WRITTEN REQUEST — How many lines of the records below contain the string "union", with case counting? Give only the number.
----------------------------------------
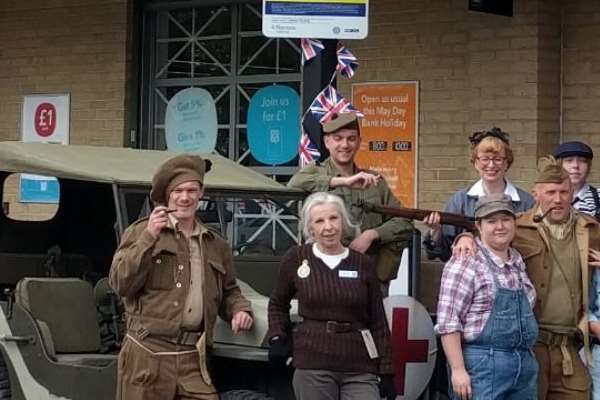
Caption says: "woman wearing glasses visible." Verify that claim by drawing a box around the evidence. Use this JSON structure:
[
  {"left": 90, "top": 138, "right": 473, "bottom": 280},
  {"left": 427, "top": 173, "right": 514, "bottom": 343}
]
[{"left": 423, "top": 128, "right": 534, "bottom": 261}]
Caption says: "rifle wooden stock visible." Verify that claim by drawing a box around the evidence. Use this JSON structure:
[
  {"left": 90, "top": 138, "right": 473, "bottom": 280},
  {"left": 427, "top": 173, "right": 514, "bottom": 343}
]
[{"left": 357, "top": 203, "right": 475, "bottom": 231}]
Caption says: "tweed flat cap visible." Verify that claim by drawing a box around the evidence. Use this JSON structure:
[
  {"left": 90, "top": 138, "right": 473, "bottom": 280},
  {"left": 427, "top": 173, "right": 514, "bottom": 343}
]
[
  {"left": 554, "top": 142, "right": 594, "bottom": 160},
  {"left": 323, "top": 111, "right": 359, "bottom": 134},
  {"left": 150, "top": 154, "right": 212, "bottom": 204},
  {"left": 475, "top": 193, "right": 516, "bottom": 219},
  {"left": 535, "top": 156, "right": 569, "bottom": 183}
]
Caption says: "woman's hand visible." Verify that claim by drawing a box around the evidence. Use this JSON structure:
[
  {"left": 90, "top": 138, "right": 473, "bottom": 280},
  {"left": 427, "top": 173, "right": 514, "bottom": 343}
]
[
  {"left": 452, "top": 368, "right": 472, "bottom": 400},
  {"left": 423, "top": 211, "right": 442, "bottom": 242}
]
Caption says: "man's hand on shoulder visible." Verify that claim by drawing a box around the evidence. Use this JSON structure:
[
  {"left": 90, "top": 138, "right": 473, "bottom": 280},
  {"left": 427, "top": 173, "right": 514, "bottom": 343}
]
[
  {"left": 231, "top": 311, "right": 254, "bottom": 333},
  {"left": 589, "top": 321, "right": 600, "bottom": 339},
  {"left": 146, "top": 206, "right": 169, "bottom": 238},
  {"left": 349, "top": 229, "right": 379, "bottom": 254},
  {"left": 329, "top": 171, "right": 382, "bottom": 189}
]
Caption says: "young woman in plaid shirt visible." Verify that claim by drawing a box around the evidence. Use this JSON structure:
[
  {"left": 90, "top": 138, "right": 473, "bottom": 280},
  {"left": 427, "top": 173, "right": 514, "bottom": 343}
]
[{"left": 436, "top": 194, "right": 538, "bottom": 400}]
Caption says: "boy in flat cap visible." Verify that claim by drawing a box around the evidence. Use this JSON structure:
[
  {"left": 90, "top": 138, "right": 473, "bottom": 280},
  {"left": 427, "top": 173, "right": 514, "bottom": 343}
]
[
  {"left": 455, "top": 157, "right": 600, "bottom": 400},
  {"left": 554, "top": 141, "right": 600, "bottom": 400},
  {"left": 288, "top": 112, "right": 413, "bottom": 283},
  {"left": 110, "top": 154, "right": 253, "bottom": 400},
  {"left": 554, "top": 142, "right": 600, "bottom": 220},
  {"left": 436, "top": 193, "right": 538, "bottom": 400}
]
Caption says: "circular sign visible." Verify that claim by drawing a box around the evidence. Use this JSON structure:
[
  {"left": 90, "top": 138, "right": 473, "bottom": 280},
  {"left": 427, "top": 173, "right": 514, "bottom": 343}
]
[
  {"left": 247, "top": 85, "right": 300, "bottom": 165},
  {"left": 165, "top": 88, "right": 217, "bottom": 153},
  {"left": 34, "top": 103, "right": 56, "bottom": 137}
]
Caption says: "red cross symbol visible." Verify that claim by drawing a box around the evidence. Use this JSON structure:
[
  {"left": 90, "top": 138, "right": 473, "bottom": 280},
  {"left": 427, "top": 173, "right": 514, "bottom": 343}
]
[{"left": 392, "top": 308, "right": 429, "bottom": 396}]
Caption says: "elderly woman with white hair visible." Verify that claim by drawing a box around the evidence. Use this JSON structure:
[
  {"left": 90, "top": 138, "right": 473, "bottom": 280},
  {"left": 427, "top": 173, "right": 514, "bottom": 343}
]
[{"left": 269, "top": 192, "right": 393, "bottom": 400}]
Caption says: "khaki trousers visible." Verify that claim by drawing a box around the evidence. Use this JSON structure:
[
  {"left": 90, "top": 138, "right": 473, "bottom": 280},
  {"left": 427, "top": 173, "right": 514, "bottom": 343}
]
[
  {"left": 116, "top": 338, "right": 219, "bottom": 400},
  {"left": 534, "top": 342, "right": 591, "bottom": 400},
  {"left": 292, "top": 369, "right": 380, "bottom": 400}
]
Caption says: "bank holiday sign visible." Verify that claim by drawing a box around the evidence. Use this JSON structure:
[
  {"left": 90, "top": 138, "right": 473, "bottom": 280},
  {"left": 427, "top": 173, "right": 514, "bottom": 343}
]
[{"left": 263, "top": 0, "right": 369, "bottom": 39}]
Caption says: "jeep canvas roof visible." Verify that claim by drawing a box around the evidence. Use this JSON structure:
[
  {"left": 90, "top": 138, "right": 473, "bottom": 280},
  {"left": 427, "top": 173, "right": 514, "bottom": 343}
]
[{"left": 0, "top": 141, "right": 302, "bottom": 195}]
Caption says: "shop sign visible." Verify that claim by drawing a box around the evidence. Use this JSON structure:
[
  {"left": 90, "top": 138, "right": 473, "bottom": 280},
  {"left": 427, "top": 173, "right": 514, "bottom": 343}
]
[
  {"left": 165, "top": 87, "right": 217, "bottom": 153},
  {"left": 262, "top": 0, "right": 369, "bottom": 39},
  {"left": 247, "top": 85, "right": 300, "bottom": 165},
  {"left": 19, "top": 93, "right": 70, "bottom": 204},
  {"left": 352, "top": 82, "right": 419, "bottom": 207}
]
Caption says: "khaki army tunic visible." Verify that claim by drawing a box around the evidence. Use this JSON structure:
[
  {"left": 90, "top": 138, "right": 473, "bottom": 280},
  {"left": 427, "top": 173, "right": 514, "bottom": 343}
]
[{"left": 109, "top": 219, "right": 251, "bottom": 400}]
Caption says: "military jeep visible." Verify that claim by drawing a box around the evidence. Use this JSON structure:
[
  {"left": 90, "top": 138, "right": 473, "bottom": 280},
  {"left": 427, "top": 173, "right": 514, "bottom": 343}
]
[{"left": 0, "top": 142, "right": 303, "bottom": 400}]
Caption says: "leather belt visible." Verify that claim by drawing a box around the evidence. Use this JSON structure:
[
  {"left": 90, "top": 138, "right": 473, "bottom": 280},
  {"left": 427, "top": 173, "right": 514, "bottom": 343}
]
[
  {"left": 537, "top": 329, "right": 580, "bottom": 347},
  {"left": 135, "top": 330, "right": 203, "bottom": 346},
  {"left": 302, "top": 319, "right": 365, "bottom": 334}
]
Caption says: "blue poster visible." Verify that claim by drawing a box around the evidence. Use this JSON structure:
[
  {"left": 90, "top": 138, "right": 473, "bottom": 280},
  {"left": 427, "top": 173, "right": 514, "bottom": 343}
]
[
  {"left": 247, "top": 85, "right": 300, "bottom": 165},
  {"left": 19, "top": 174, "right": 60, "bottom": 204},
  {"left": 165, "top": 88, "right": 217, "bottom": 153}
]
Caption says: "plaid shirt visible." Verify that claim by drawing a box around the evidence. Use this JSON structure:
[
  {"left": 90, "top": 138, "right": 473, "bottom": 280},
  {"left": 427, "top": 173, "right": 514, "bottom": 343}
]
[{"left": 436, "top": 239, "right": 535, "bottom": 341}]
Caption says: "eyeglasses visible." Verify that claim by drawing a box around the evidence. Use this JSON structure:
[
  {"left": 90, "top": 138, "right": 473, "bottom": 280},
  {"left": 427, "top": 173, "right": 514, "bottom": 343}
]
[{"left": 475, "top": 156, "right": 506, "bottom": 165}]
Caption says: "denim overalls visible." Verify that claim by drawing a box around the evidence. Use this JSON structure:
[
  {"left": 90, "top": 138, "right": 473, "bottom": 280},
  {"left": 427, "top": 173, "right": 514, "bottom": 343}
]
[{"left": 450, "top": 247, "right": 538, "bottom": 400}]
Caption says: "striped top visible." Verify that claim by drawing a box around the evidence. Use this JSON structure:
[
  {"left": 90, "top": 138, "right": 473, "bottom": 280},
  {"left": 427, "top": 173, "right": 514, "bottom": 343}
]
[
  {"left": 573, "top": 183, "right": 598, "bottom": 217},
  {"left": 269, "top": 245, "right": 392, "bottom": 374}
]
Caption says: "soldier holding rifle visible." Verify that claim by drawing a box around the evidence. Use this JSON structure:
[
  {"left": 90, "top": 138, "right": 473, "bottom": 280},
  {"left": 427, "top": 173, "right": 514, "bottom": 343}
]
[{"left": 288, "top": 112, "right": 413, "bottom": 282}]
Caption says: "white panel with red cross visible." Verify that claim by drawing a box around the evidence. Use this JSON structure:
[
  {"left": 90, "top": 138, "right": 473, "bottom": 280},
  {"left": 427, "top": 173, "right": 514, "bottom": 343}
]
[{"left": 383, "top": 295, "right": 437, "bottom": 400}]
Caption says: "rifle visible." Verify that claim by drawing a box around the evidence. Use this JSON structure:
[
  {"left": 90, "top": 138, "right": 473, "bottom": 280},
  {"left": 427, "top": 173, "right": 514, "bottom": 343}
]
[{"left": 354, "top": 202, "right": 475, "bottom": 231}]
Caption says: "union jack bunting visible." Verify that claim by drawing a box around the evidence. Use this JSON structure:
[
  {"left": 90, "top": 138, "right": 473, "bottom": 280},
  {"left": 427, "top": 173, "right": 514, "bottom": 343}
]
[
  {"left": 298, "top": 129, "right": 321, "bottom": 167},
  {"left": 300, "top": 38, "right": 325, "bottom": 64},
  {"left": 309, "top": 85, "right": 364, "bottom": 123},
  {"left": 336, "top": 42, "right": 358, "bottom": 78}
]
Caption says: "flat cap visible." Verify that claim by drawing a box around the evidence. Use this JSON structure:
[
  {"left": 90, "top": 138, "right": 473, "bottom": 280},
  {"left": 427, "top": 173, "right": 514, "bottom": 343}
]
[
  {"left": 323, "top": 111, "right": 359, "bottom": 134},
  {"left": 475, "top": 193, "right": 516, "bottom": 219},
  {"left": 554, "top": 141, "right": 594, "bottom": 160},
  {"left": 150, "top": 154, "right": 212, "bottom": 205},
  {"left": 535, "top": 156, "right": 569, "bottom": 183}
]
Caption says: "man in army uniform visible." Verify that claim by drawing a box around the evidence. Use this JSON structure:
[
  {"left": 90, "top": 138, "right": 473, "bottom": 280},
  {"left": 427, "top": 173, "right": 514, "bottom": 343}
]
[
  {"left": 288, "top": 112, "right": 413, "bottom": 283},
  {"left": 110, "top": 154, "right": 253, "bottom": 400},
  {"left": 454, "top": 158, "right": 600, "bottom": 400}
]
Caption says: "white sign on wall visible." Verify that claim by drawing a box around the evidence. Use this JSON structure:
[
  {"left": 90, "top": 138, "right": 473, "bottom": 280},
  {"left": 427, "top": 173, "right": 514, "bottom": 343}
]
[
  {"left": 19, "top": 93, "right": 70, "bottom": 203},
  {"left": 262, "top": 0, "right": 369, "bottom": 39}
]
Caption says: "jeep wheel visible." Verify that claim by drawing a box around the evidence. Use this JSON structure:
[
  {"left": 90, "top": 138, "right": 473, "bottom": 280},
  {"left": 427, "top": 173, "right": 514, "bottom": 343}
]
[
  {"left": 219, "top": 390, "right": 273, "bottom": 400},
  {"left": 0, "top": 355, "right": 11, "bottom": 400}
]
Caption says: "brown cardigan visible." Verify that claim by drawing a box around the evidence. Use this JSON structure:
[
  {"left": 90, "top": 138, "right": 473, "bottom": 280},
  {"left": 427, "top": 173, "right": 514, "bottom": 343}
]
[{"left": 269, "top": 245, "right": 392, "bottom": 374}]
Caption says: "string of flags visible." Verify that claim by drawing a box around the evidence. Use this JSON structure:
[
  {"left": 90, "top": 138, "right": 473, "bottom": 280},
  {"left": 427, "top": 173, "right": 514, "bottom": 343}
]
[{"left": 298, "top": 38, "right": 363, "bottom": 167}]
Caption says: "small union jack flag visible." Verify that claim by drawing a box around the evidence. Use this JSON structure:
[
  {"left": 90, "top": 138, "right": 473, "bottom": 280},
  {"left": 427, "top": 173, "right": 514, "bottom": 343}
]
[
  {"left": 298, "top": 129, "right": 321, "bottom": 167},
  {"left": 336, "top": 42, "right": 358, "bottom": 78},
  {"left": 300, "top": 38, "right": 325, "bottom": 64},
  {"left": 310, "top": 85, "right": 364, "bottom": 123}
]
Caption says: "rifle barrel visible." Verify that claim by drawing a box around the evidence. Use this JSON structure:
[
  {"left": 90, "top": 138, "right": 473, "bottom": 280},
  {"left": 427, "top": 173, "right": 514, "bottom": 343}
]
[{"left": 359, "top": 203, "right": 475, "bottom": 231}]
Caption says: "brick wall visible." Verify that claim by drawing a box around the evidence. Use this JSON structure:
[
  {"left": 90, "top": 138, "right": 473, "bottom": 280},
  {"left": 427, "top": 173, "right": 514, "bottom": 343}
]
[
  {"left": 0, "top": 0, "right": 128, "bottom": 146},
  {"left": 562, "top": 0, "right": 600, "bottom": 185},
  {"left": 339, "top": 0, "right": 560, "bottom": 208}
]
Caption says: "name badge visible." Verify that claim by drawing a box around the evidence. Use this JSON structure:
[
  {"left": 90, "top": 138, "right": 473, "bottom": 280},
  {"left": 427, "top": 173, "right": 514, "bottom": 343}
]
[{"left": 338, "top": 269, "right": 358, "bottom": 279}]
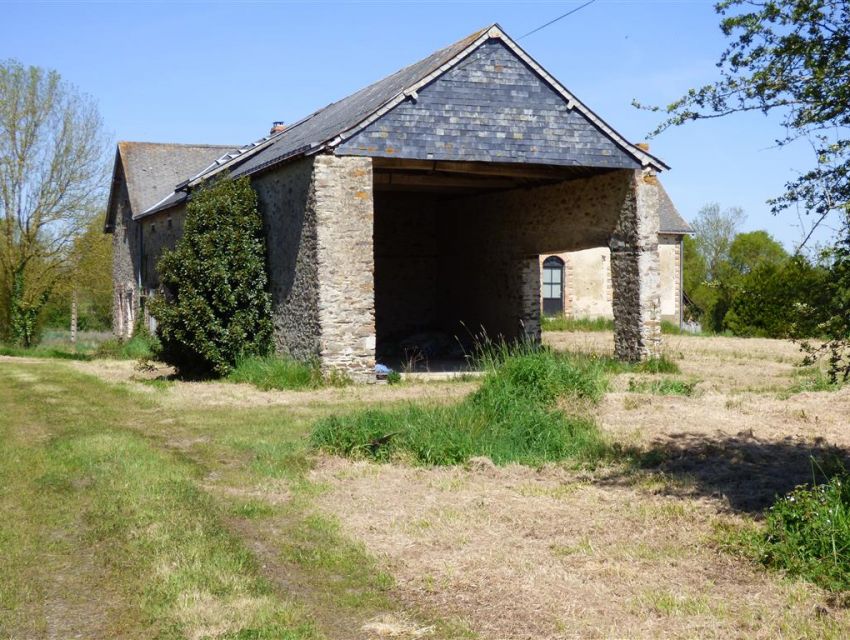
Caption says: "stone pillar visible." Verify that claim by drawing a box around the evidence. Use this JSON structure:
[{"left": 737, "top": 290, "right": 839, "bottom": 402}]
[
  {"left": 518, "top": 256, "right": 541, "bottom": 342},
  {"left": 313, "top": 155, "right": 375, "bottom": 381},
  {"left": 611, "top": 169, "right": 661, "bottom": 362}
]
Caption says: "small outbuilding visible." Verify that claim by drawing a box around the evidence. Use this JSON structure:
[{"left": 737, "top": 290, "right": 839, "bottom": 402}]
[
  {"left": 540, "top": 184, "right": 694, "bottom": 327},
  {"left": 107, "top": 25, "right": 667, "bottom": 377}
]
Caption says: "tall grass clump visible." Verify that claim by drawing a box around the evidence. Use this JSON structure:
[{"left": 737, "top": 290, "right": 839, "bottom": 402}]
[
  {"left": 746, "top": 471, "right": 850, "bottom": 591},
  {"left": 634, "top": 355, "right": 682, "bottom": 373},
  {"left": 227, "top": 356, "right": 324, "bottom": 391},
  {"left": 312, "top": 345, "right": 607, "bottom": 465},
  {"left": 94, "top": 328, "right": 159, "bottom": 360}
]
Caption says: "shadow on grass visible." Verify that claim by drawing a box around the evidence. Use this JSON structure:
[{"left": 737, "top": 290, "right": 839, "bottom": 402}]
[{"left": 608, "top": 431, "right": 850, "bottom": 515}]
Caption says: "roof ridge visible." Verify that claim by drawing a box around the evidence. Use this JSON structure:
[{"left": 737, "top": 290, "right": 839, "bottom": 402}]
[
  {"left": 117, "top": 140, "right": 239, "bottom": 149},
  {"left": 144, "top": 23, "right": 669, "bottom": 214}
]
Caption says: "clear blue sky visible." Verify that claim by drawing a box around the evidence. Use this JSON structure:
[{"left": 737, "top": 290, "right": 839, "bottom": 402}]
[{"left": 0, "top": 0, "right": 836, "bottom": 247}]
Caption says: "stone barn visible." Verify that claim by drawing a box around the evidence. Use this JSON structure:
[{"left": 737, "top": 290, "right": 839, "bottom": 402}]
[{"left": 107, "top": 25, "right": 667, "bottom": 377}]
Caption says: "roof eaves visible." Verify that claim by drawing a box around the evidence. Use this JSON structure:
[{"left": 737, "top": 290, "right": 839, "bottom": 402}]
[
  {"left": 103, "top": 146, "right": 121, "bottom": 233},
  {"left": 489, "top": 25, "right": 670, "bottom": 171}
]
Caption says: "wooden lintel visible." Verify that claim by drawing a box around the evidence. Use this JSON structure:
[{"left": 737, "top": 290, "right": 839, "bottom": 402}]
[
  {"left": 372, "top": 158, "right": 592, "bottom": 180},
  {"left": 373, "top": 171, "right": 522, "bottom": 189}
]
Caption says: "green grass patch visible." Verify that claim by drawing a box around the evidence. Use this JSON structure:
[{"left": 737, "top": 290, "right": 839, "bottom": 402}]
[
  {"left": 226, "top": 356, "right": 323, "bottom": 390},
  {"left": 779, "top": 366, "right": 843, "bottom": 400},
  {"left": 724, "top": 464, "right": 850, "bottom": 591},
  {"left": 94, "top": 331, "right": 159, "bottom": 360},
  {"left": 629, "top": 378, "right": 699, "bottom": 396},
  {"left": 311, "top": 345, "right": 608, "bottom": 465},
  {"left": 225, "top": 355, "right": 352, "bottom": 391},
  {"left": 0, "top": 366, "right": 317, "bottom": 640}
]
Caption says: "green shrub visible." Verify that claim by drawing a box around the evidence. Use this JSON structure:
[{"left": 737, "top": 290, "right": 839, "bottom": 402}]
[
  {"left": 149, "top": 177, "right": 273, "bottom": 375},
  {"left": 227, "top": 356, "right": 323, "bottom": 390},
  {"left": 724, "top": 256, "right": 830, "bottom": 338},
  {"left": 747, "top": 471, "right": 850, "bottom": 591},
  {"left": 312, "top": 346, "right": 607, "bottom": 465},
  {"left": 94, "top": 329, "right": 159, "bottom": 360}
]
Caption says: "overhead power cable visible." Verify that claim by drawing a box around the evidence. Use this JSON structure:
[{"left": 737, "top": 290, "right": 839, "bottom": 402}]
[{"left": 517, "top": 0, "right": 596, "bottom": 40}]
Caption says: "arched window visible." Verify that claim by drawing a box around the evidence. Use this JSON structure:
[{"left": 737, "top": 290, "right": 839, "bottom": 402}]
[{"left": 542, "top": 256, "right": 564, "bottom": 316}]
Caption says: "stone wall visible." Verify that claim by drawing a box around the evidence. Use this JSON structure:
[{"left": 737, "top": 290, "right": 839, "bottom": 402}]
[
  {"left": 313, "top": 155, "right": 376, "bottom": 378},
  {"left": 424, "top": 170, "right": 634, "bottom": 338},
  {"left": 540, "top": 234, "right": 682, "bottom": 325},
  {"left": 610, "top": 170, "right": 661, "bottom": 362},
  {"left": 112, "top": 170, "right": 140, "bottom": 338},
  {"left": 658, "top": 233, "right": 682, "bottom": 325},
  {"left": 253, "top": 158, "right": 321, "bottom": 360},
  {"left": 137, "top": 205, "right": 186, "bottom": 296}
]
----------------------------------------
EXERCISE RESULT — 2